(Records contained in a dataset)
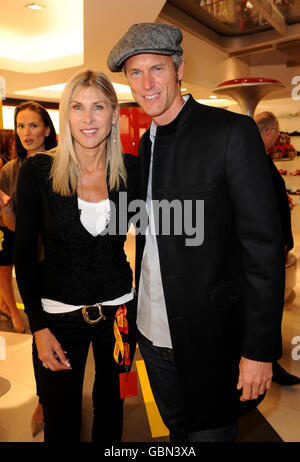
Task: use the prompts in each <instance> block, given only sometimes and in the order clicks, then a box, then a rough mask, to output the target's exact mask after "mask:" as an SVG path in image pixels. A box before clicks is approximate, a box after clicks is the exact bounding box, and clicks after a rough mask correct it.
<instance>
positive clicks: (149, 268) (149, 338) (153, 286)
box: [137, 95, 189, 348]
mask: <svg viewBox="0 0 300 462" xmlns="http://www.w3.org/2000/svg"><path fill="white" fill-rule="evenodd" d="M188 98H189V95H184V96H183V99H184V102H186V101H187V100H188ZM183 106H184V105H183ZM183 106H182V107H183ZM181 109H182V108H181ZM181 109H180V110H181ZM179 112H180V111H179ZM155 136H156V125H155V124H154V122H153V121H152V123H151V126H150V140H151V143H152V146H151V159H150V169H149V179H148V189H147V199H146V209H147V213H148V216H149V226H148V228H147V229H146V235H145V240H146V242H145V248H144V254H143V258H142V264H141V275H140V281H139V294H138V307H137V326H138V328H139V330H140V332H141V333H142V334H143V335H144V336H145V337H147V339H148V340H150V341H151V342H152V343H153V345H155V346H158V347H165V348H172V341H171V335H170V329H169V322H168V316H167V309H166V302H165V297H164V292H163V286H162V279H161V272H160V263H159V254H158V247H157V240H156V235H155V224H154V213H153V203H152V164H153V150H154V143H155Z"/></svg>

▸ **Your task**: Every record must be copied exactly, with the pictures left out.

▸ **Reply to the exercise**:
Task: use the prompts in each <instance> block, given only sometimes and in the order clicks, then a box, then a rough mask, to output the target's exact mask after "mask:" as an SVG path in image pixels. A box before clicks is approximate, a box after clicks is the exact bounding box, and clicks after a rough mask correct it.
<instance>
positive clicks: (149, 268) (149, 338) (153, 286)
box: [137, 95, 189, 348]
mask: <svg viewBox="0 0 300 462" xmlns="http://www.w3.org/2000/svg"><path fill="white" fill-rule="evenodd" d="M188 98H189V95H184V96H183V99H184V102H186V101H187V100H188ZM183 106H184V105H183ZM183 106H182V107H183ZM181 109H182V108H181ZM181 109H180V110H181ZM179 112H180V111H179ZM155 136H156V125H155V124H154V122H153V121H152V123H151V126H150V140H151V143H152V146H151V159H150V169H149V179H148V189H147V199H146V209H147V213H148V216H149V226H148V228H147V229H146V235H145V240H146V242H145V248H144V254H143V258H142V264H141V275H140V281H139V294H138V307H137V326H138V328H139V330H140V332H141V333H142V334H143V335H144V336H145V337H147V339H148V340H150V341H151V342H152V343H153V345H155V346H158V347H165V348H172V341H171V335H170V329H169V322H168V316H167V309H166V302H165V297H164V292H163V286H162V279H161V272H160V263H159V254H158V247H157V240H156V235H155V224H154V213H153V203H152V164H153V150H154V143H155Z"/></svg>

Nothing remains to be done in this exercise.